Labeled-object pointing entries:

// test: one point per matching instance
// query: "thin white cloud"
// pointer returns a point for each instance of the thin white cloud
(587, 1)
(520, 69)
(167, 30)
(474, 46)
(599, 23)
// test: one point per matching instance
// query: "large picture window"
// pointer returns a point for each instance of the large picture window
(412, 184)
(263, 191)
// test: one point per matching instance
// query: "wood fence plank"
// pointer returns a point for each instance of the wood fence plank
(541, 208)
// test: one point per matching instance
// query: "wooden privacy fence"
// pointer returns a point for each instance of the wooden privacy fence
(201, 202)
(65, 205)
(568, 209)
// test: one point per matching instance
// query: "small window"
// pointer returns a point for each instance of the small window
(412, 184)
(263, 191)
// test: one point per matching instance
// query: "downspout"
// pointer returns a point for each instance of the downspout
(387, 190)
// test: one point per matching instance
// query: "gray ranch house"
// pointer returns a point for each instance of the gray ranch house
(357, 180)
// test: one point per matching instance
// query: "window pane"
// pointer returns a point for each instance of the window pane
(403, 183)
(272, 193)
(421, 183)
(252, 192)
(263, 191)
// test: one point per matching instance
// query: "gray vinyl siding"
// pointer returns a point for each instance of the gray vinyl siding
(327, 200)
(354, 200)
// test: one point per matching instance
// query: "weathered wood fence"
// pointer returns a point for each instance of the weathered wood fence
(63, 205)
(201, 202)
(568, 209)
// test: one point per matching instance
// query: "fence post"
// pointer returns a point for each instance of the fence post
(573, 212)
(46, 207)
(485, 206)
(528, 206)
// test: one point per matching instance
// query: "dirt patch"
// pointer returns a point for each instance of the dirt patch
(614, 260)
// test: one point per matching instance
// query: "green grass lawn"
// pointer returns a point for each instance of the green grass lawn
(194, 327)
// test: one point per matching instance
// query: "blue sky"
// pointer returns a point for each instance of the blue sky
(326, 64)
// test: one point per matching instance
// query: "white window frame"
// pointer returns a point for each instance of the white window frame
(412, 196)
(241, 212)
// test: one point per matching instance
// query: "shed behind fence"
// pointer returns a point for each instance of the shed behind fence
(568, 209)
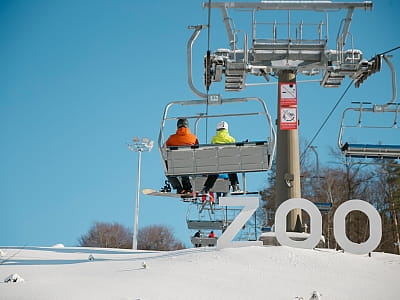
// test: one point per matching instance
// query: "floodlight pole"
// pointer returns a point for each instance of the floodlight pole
(138, 146)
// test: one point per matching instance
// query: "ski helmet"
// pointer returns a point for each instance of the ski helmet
(182, 123)
(222, 125)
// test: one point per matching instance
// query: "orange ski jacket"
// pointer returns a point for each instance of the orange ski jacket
(182, 137)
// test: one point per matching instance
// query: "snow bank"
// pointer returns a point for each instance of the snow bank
(202, 273)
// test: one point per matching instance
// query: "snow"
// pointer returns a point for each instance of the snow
(274, 272)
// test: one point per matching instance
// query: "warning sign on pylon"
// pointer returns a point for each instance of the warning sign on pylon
(288, 118)
(287, 93)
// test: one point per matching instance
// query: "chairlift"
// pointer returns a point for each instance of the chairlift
(240, 157)
(366, 121)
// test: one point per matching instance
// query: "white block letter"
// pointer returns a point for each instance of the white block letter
(315, 223)
(375, 227)
(250, 206)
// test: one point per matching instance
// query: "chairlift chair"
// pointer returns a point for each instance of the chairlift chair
(239, 157)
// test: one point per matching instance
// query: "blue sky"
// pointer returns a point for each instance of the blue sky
(79, 79)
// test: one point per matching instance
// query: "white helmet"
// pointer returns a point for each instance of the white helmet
(222, 125)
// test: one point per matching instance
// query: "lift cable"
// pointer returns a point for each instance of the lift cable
(333, 109)
(325, 121)
(208, 63)
(391, 50)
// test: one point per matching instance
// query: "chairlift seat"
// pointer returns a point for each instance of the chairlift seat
(218, 158)
(203, 242)
(371, 151)
(207, 224)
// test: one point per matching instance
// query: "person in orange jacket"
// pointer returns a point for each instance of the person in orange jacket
(182, 137)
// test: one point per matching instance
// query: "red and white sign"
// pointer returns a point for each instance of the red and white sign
(287, 93)
(288, 118)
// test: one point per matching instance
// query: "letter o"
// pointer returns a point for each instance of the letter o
(375, 226)
(315, 223)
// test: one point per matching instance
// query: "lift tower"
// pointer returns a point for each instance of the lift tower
(285, 55)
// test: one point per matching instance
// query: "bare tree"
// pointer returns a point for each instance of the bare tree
(158, 237)
(107, 235)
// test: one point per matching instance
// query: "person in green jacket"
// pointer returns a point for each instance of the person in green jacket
(221, 137)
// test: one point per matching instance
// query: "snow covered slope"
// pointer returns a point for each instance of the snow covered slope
(202, 273)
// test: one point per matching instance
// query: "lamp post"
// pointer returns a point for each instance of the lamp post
(139, 146)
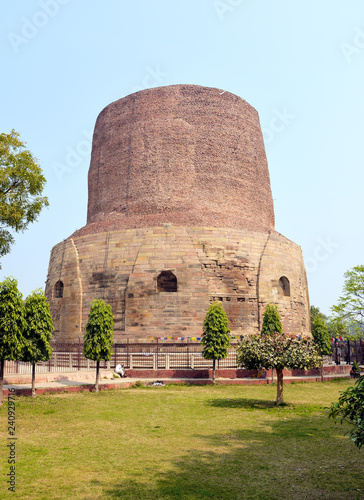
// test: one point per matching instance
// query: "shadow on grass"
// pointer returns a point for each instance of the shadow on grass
(247, 404)
(281, 458)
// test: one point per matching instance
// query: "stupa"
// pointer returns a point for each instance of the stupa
(180, 214)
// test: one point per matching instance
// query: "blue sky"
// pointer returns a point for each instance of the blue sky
(302, 61)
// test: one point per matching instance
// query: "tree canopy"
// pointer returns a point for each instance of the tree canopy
(215, 337)
(98, 339)
(275, 350)
(350, 408)
(321, 335)
(271, 320)
(314, 312)
(37, 332)
(21, 186)
(12, 324)
(348, 314)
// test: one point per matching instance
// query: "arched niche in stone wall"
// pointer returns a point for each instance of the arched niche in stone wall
(166, 282)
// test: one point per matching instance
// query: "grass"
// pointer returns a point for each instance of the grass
(219, 442)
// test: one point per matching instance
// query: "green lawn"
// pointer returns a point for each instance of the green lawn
(220, 442)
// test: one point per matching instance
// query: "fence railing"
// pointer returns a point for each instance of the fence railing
(157, 355)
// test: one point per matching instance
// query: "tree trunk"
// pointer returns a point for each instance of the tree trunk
(33, 380)
(97, 376)
(279, 386)
(2, 362)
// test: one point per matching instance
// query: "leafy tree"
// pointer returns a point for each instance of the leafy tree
(321, 336)
(278, 351)
(215, 337)
(272, 349)
(350, 408)
(350, 308)
(21, 186)
(38, 331)
(271, 320)
(98, 339)
(314, 312)
(12, 325)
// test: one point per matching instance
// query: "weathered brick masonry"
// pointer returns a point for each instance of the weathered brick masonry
(180, 213)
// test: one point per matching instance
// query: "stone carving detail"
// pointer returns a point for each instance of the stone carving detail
(180, 213)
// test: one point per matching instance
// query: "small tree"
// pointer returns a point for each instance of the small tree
(21, 187)
(11, 325)
(271, 320)
(273, 349)
(215, 337)
(350, 308)
(98, 339)
(350, 408)
(321, 337)
(38, 331)
(278, 351)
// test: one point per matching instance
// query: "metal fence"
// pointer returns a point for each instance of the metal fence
(152, 355)
(159, 355)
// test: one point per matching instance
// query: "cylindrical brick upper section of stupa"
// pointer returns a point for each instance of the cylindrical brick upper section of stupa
(183, 154)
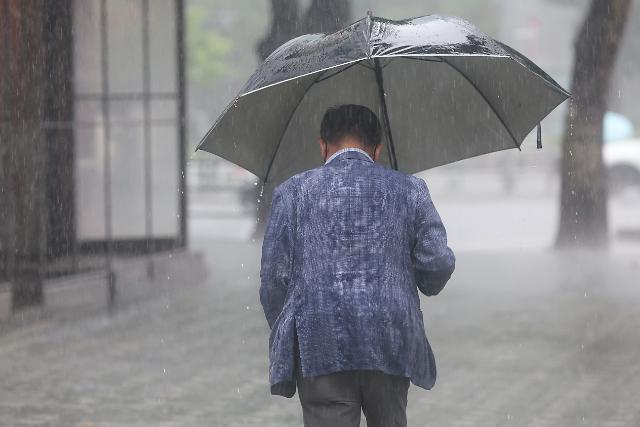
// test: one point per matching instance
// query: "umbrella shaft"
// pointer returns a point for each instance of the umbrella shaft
(385, 115)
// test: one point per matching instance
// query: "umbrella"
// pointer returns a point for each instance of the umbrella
(444, 90)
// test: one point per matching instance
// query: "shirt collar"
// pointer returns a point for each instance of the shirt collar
(344, 150)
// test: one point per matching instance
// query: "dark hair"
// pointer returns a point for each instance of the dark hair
(351, 120)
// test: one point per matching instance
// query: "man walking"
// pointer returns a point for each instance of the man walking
(347, 247)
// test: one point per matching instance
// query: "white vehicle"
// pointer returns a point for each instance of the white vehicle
(621, 152)
(622, 160)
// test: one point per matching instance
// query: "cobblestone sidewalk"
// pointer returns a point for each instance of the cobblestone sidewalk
(522, 339)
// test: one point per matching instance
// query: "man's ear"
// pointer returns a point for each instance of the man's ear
(376, 152)
(323, 148)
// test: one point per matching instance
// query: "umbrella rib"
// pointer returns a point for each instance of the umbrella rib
(322, 77)
(477, 89)
(286, 127)
(385, 115)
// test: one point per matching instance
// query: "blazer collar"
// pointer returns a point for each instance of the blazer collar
(350, 153)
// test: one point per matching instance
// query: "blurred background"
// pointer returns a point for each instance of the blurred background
(129, 263)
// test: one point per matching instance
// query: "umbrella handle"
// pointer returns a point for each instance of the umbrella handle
(539, 139)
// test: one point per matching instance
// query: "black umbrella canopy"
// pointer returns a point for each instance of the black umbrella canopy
(445, 91)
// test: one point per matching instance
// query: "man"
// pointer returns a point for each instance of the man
(347, 247)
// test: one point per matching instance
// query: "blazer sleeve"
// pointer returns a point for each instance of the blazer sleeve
(277, 254)
(433, 260)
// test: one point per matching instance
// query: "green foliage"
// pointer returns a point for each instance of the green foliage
(207, 49)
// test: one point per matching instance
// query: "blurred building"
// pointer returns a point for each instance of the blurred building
(92, 145)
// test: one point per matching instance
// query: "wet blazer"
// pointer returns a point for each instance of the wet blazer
(347, 247)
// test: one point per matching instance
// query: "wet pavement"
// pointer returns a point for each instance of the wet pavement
(522, 337)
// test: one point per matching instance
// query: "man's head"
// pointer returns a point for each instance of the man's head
(350, 126)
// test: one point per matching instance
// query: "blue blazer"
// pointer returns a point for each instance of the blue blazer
(347, 247)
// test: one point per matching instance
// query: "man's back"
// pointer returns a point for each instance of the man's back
(347, 247)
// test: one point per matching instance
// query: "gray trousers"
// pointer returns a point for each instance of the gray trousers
(335, 400)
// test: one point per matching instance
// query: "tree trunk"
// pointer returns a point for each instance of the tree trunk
(24, 162)
(323, 16)
(583, 202)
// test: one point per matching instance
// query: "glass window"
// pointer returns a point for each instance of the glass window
(165, 172)
(127, 181)
(89, 182)
(162, 46)
(164, 110)
(87, 61)
(124, 38)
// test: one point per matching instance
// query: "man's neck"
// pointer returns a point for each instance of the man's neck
(347, 143)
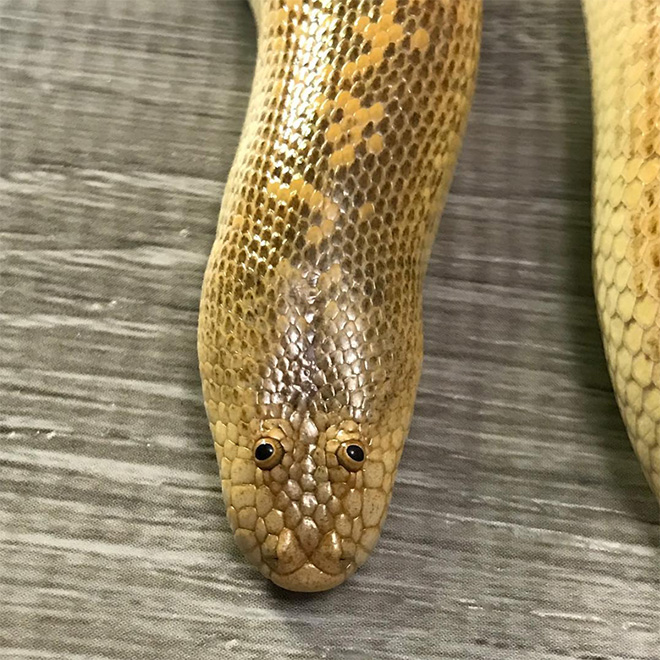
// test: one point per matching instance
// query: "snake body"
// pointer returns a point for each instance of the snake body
(624, 43)
(310, 333)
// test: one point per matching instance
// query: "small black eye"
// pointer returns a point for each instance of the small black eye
(351, 455)
(268, 453)
(264, 451)
(355, 453)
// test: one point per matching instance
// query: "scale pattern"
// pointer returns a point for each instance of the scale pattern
(310, 328)
(624, 41)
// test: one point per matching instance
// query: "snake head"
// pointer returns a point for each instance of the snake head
(306, 506)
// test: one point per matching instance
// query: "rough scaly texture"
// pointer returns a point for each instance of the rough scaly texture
(310, 334)
(624, 42)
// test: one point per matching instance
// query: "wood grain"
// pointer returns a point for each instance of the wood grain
(521, 526)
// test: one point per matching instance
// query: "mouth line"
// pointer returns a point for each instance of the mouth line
(274, 564)
(309, 578)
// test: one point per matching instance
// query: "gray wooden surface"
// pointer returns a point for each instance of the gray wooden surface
(521, 526)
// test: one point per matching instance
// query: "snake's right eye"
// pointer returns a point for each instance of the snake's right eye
(268, 453)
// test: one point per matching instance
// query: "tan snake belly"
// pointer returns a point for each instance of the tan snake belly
(310, 333)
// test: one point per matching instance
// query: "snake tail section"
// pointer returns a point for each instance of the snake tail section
(310, 330)
(624, 43)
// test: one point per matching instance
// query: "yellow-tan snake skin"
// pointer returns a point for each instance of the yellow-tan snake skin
(310, 333)
(624, 42)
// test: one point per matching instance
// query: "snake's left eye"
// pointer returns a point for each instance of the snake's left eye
(351, 455)
(268, 453)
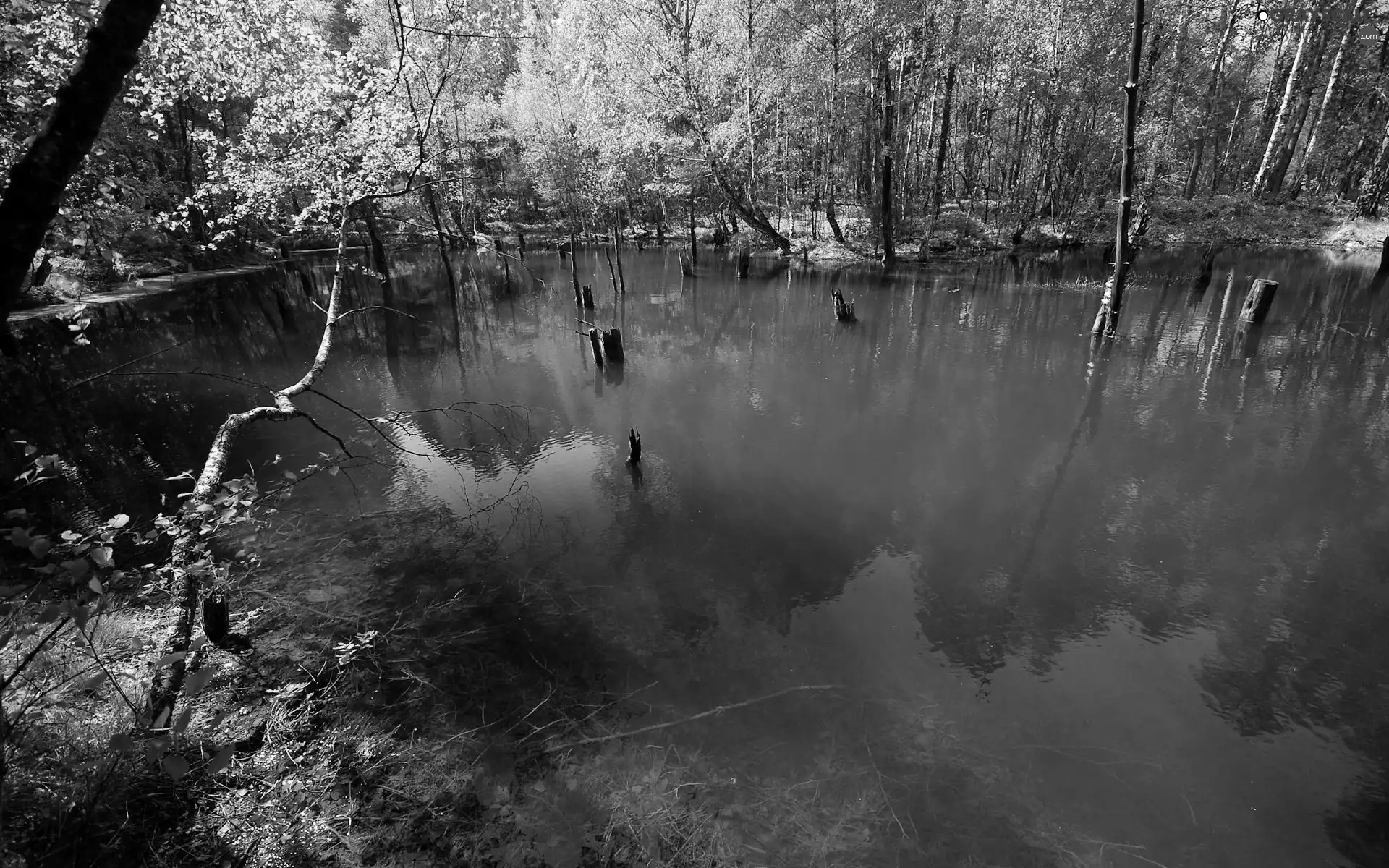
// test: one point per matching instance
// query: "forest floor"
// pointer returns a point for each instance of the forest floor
(410, 700)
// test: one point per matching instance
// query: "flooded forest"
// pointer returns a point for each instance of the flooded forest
(694, 434)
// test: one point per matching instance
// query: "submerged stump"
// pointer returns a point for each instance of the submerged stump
(844, 310)
(598, 347)
(1257, 302)
(613, 346)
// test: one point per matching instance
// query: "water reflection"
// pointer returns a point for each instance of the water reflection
(1168, 555)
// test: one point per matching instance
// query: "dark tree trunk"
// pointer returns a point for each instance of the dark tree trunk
(38, 179)
(1207, 107)
(938, 178)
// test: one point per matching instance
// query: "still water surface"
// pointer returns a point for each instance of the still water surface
(1150, 582)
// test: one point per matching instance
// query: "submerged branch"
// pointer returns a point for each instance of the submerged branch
(692, 718)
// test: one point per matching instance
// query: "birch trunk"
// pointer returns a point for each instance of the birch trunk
(1209, 106)
(1325, 98)
(1285, 109)
(169, 681)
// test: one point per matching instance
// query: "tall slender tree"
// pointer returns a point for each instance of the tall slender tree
(1108, 320)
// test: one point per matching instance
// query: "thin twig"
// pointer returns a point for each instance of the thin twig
(692, 718)
(375, 307)
(95, 377)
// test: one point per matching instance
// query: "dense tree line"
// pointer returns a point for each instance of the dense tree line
(247, 119)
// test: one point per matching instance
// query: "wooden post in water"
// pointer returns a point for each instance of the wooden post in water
(598, 347)
(1259, 300)
(613, 345)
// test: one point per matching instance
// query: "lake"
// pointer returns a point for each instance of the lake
(1147, 582)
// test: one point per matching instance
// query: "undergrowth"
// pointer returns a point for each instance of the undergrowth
(409, 700)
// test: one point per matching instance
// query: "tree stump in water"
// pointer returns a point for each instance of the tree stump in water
(613, 345)
(844, 310)
(1259, 300)
(598, 347)
(1203, 278)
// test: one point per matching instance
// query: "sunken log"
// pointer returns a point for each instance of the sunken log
(1259, 300)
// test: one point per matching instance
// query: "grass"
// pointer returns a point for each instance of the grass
(420, 717)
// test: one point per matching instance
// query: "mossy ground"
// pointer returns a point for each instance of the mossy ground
(410, 700)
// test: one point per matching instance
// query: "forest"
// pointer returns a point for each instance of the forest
(371, 202)
(883, 125)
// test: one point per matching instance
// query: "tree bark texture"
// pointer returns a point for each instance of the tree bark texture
(169, 681)
(39, 178)
(1285, 109)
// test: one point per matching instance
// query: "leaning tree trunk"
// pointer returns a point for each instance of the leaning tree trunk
(889, 111)
(38, 179)
(1325, 98)
(1285, 109)
(747, 208)
(187, 558)
(1106, 323)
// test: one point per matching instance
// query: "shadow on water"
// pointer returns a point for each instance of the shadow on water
(1149, 578)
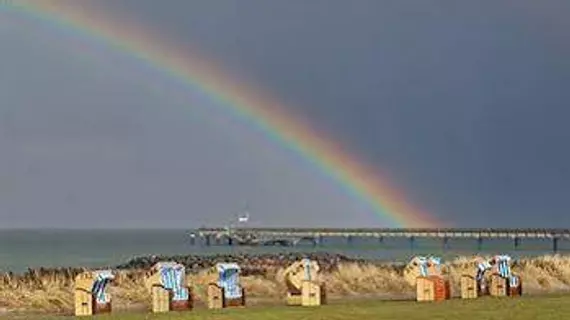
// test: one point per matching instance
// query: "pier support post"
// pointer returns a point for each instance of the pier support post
(319, 240)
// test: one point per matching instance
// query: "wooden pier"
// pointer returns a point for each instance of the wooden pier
(271, 236)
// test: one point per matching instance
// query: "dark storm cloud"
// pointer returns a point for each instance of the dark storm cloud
(464, 104)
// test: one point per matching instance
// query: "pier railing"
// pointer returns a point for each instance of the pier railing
(317, 234)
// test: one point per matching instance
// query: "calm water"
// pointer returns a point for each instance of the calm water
(20, 250)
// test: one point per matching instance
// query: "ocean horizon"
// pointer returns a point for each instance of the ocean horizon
(24, 248)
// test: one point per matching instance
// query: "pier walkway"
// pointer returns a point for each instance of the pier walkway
(291, 236)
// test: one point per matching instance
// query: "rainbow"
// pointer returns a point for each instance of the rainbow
(252, 107)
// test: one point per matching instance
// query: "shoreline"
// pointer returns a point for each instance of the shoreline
(50, 290)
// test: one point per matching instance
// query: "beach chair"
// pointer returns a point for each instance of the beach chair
(169, 287)
(303, 287)
(224, 289)
(431, 283)
(91, 296)
(474, 285)
(503, 282)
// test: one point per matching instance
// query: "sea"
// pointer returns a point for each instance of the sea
(24, 249)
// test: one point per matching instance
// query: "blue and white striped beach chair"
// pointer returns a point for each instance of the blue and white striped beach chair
(504, 269)
(229, 280)
(172, 277)
(101, 279)
(424, 263)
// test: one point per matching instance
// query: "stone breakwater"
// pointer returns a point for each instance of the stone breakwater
(251, 264)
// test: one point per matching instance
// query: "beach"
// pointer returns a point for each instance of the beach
(50, 290)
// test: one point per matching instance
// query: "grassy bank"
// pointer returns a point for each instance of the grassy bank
(488, 308)
(52, 292)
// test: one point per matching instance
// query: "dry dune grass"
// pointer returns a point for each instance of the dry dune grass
(52, 290)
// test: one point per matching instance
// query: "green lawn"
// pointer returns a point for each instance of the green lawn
(525, 308)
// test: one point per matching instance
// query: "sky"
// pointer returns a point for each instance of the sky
(462, 104)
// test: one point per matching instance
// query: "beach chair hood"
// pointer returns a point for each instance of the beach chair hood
(228, 279)
(172, 276)
(101, 279)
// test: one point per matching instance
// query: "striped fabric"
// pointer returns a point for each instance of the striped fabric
(102, 278)
(482, 267)
(424, 262)
(172, 277)
(436, 261)
(307, 268)
(504, 269)
(229, 280)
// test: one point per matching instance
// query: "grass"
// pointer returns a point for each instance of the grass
(488, 308)
(51, 292)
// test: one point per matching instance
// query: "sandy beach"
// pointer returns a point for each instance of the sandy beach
(51, 290)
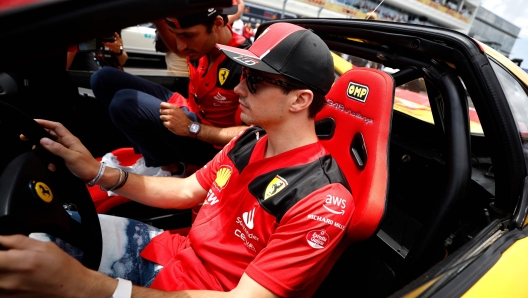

-- AIM OF THE EXERCISE --
Locate each line of the records containing the word "reflection" and copy those lines.

-- RESPONSE TO THIS TASK --
// query: "water reflection"
// pointer returns a point for each instance of the water reflection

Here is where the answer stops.